[start of PROVIDED TEXT]
The breastfeeding thread got me thinking about nakedness, and people who see the human body as dirty or shameful.
Outside of our personal lives, I feel like most of the naked bodies we see are actors and supermodels. Do you think that, as a culture, we'd have better self images if we saw more average-sized naked bodies?
I'd say that I'm pretty modest with my body (no triangle bikinis for me, thanks!), but I wonder what it does to our psyche when feel that we must literally cover our most basic physical selves to be socially presentable? I remember my mom had no problems walking around the house naked when it was just our family at home. We kids used to tease her that she had "no shame!" But looking back, why should she have felt literally ashamed of her own god-given body?
(And FWIW I'm actually very glad that she did that. I think it gave me a non-sexualized vision of the human form and helped with my own self-acceptance and body image.)
"Things turn out best for the people who make the best of the way things turn out." ~John Wooden
Having watched "naked and afraid", a survivalist type reality show, I no longer think naked is natural. Clothing yourself is the natural option for me. One military special forces guy was down and out for three days due to sunburn. Wearing clothes and shoes makes sense.
My father would walk around the house with underwear and a fairly long shirt. Not naked but not quite dressed for public either.
In DH's family his father or mother would never be caught out of the bedroom without slippers, pjs & robe.
[end of PROVIDED TEXT]
[start of SUPPLIED MATERIAL]
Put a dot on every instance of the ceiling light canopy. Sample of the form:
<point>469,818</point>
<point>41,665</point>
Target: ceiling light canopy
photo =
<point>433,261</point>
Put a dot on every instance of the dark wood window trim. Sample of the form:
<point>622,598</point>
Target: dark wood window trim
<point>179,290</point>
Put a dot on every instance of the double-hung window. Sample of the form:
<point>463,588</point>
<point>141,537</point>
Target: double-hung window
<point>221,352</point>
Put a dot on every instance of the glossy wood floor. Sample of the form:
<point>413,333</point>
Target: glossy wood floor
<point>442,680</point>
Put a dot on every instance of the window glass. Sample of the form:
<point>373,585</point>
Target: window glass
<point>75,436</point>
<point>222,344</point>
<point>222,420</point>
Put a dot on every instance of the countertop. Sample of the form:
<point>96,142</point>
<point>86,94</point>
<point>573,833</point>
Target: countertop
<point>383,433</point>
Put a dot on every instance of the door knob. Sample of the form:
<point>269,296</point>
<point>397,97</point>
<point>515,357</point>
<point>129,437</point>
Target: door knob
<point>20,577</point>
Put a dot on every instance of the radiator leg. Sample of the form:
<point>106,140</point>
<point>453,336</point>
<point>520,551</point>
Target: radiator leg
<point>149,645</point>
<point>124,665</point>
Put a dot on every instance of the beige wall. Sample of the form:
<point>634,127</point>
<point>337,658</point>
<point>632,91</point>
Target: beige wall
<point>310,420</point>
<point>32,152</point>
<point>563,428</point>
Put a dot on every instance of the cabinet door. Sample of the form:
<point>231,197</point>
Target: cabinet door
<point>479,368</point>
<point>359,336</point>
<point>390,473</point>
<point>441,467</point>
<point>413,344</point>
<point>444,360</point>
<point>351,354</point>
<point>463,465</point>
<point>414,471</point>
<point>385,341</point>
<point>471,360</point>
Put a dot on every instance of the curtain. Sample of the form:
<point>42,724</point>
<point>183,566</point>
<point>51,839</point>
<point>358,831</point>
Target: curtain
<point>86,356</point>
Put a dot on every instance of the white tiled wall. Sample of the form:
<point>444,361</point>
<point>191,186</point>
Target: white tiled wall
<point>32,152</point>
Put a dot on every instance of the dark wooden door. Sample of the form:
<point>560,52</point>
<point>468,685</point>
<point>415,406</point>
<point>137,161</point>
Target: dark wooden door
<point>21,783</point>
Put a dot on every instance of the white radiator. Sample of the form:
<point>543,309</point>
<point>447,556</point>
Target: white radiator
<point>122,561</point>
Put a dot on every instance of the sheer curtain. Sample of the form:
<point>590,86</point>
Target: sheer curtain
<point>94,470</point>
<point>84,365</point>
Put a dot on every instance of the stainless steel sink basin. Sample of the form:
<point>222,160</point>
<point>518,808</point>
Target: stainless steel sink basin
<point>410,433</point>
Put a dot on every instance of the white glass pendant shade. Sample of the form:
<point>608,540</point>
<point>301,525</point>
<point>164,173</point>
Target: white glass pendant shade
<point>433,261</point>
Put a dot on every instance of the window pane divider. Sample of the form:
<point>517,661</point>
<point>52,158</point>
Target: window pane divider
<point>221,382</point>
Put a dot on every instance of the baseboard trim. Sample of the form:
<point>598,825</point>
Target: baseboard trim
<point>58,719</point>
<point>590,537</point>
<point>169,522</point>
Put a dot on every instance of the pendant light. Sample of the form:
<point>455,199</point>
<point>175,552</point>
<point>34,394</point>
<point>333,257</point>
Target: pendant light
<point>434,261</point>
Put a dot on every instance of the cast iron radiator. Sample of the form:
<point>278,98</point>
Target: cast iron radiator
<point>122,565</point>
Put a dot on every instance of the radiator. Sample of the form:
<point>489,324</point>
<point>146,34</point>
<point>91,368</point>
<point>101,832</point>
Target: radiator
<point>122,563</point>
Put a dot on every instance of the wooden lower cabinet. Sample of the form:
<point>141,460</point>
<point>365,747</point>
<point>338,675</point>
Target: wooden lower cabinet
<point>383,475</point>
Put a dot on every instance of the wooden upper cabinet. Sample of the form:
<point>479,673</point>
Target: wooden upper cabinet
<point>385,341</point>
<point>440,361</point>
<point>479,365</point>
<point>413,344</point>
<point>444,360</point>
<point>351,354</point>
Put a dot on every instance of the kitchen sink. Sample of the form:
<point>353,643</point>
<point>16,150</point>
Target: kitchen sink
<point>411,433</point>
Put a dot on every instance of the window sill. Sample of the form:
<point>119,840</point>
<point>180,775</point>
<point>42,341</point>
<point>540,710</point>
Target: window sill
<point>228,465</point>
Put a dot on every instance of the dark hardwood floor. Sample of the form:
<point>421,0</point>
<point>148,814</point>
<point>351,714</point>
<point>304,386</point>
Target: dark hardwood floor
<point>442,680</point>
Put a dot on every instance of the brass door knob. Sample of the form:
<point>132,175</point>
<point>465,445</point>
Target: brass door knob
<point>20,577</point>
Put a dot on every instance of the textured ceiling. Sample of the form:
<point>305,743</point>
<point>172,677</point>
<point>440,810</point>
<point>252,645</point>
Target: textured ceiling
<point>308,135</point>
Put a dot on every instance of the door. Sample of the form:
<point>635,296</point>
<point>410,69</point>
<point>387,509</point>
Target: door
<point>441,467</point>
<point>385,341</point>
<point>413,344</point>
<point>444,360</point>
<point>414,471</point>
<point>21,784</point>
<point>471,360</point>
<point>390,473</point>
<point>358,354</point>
[end of SUPPLIED MATERIAL]
WORK TO COMPLETE:
Answer these about the thread on nakedness:
1. What did the kids tease their mom with when she walked around the house naked?
2. How long was the military special forces guy down and out from sunburn?
3. What did one poster's father wear around the house?

ANSWER TO THIS PROBLEM:
1. That she had "no shame!"
2. Three days.
3. Underwear and a fairly long shirt.